• **SHORT PROBLEM**:
Report every line of the data below that contains the string "wooden", copying each such line in full.

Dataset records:
────────────────────

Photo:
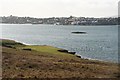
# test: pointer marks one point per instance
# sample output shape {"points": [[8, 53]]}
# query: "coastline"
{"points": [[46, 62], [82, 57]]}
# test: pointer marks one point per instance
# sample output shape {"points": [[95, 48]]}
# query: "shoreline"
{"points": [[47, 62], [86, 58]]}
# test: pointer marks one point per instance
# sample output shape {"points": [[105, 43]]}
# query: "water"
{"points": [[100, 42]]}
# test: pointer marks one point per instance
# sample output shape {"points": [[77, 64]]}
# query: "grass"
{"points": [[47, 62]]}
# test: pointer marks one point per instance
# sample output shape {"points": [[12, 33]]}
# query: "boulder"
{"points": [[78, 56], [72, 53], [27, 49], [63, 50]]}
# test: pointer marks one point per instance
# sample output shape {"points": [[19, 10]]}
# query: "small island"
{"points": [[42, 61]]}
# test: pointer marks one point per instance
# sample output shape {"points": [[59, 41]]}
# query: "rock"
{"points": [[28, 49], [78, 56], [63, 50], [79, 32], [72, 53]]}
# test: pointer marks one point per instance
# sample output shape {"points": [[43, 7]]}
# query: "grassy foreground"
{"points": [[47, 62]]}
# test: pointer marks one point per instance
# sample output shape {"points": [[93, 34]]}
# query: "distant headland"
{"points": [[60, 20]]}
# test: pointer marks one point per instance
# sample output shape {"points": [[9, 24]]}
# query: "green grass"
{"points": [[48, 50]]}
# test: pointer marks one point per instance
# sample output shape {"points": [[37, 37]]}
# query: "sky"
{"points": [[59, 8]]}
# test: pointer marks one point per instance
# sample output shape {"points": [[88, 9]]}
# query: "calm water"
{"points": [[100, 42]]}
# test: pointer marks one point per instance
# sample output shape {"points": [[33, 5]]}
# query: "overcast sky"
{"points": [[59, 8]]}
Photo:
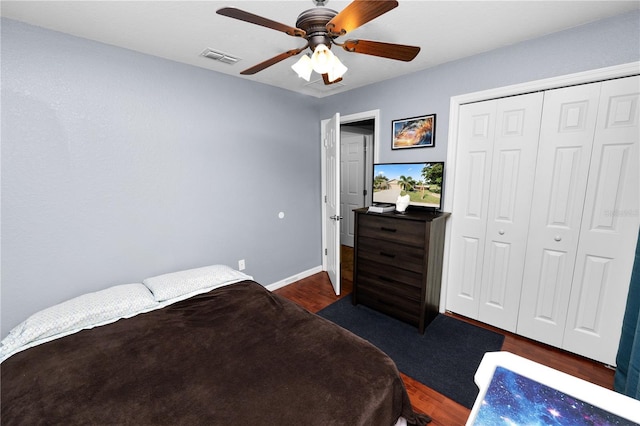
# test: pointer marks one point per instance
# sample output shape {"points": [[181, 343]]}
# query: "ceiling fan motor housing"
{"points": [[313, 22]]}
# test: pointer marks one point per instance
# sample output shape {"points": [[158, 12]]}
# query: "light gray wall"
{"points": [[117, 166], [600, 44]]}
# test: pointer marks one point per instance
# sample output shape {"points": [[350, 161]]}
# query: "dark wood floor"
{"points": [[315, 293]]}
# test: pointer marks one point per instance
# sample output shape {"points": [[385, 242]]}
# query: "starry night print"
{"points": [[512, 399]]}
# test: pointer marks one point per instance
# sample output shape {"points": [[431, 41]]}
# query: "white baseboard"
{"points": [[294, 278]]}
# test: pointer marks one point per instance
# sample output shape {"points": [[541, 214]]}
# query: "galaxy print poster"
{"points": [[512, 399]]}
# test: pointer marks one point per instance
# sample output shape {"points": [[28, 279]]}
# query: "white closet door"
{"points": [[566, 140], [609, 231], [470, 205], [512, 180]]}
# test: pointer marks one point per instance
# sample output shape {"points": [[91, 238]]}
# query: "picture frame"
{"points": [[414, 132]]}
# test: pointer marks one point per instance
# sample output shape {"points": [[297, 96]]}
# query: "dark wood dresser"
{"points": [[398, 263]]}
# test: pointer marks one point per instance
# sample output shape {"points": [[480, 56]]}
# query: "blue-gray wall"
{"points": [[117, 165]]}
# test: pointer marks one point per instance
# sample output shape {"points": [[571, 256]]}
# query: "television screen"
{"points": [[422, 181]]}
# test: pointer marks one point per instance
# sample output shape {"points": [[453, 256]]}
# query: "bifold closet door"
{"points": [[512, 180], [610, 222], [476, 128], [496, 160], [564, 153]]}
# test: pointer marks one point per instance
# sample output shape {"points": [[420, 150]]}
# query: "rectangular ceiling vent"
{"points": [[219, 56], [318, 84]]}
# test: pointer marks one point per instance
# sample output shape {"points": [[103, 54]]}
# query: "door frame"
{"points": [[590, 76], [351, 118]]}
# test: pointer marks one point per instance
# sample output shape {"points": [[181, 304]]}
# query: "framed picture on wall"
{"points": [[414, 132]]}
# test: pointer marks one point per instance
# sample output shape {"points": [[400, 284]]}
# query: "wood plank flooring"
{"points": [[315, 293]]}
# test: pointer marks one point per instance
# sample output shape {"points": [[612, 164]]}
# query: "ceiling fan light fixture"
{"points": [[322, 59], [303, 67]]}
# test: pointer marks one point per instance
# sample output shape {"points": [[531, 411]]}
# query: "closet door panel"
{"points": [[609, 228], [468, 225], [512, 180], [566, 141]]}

────────────────────

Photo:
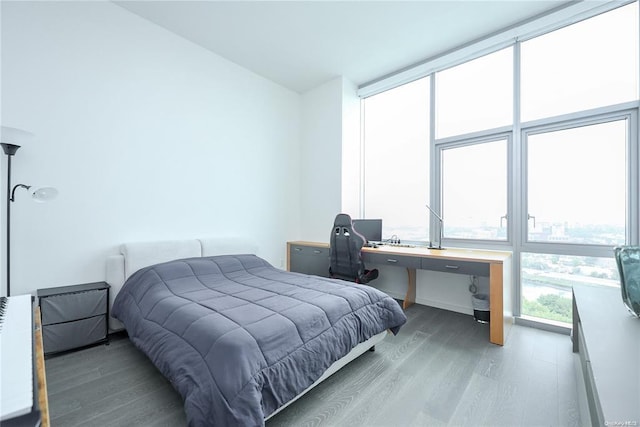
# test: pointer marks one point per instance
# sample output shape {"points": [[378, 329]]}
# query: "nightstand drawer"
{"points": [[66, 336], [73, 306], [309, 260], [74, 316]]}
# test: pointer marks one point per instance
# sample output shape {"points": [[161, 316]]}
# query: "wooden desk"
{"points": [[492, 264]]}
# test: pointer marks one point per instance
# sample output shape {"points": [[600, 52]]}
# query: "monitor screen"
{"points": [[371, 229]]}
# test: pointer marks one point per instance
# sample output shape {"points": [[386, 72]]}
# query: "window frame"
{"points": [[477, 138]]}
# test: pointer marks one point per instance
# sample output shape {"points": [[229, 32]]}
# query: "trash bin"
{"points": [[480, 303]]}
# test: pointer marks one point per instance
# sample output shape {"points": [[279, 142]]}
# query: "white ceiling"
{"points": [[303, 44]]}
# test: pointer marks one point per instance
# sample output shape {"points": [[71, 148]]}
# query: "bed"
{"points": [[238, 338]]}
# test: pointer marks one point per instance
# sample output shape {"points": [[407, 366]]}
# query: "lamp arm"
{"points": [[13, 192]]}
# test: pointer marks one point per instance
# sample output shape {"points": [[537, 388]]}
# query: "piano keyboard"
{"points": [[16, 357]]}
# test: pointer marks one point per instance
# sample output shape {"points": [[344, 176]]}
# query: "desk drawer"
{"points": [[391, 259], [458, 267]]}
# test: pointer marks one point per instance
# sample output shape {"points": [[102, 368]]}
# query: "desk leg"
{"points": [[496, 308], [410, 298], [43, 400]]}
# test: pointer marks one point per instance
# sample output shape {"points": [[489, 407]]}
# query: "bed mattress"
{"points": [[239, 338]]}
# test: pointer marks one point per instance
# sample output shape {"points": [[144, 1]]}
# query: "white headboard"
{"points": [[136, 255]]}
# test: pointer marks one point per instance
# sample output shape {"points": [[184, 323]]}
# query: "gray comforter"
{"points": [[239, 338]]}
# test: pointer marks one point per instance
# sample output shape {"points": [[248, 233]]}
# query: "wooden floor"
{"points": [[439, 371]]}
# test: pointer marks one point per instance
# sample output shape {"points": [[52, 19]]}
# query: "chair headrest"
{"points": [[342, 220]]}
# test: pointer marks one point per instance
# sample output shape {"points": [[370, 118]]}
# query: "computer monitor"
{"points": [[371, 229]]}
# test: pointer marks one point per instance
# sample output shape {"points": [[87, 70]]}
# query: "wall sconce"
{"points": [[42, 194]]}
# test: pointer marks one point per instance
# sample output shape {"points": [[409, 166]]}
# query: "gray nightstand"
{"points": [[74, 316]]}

────────────────────

• **THE RESULT**:
# query: "wooden desk"
# query: "wooden floor"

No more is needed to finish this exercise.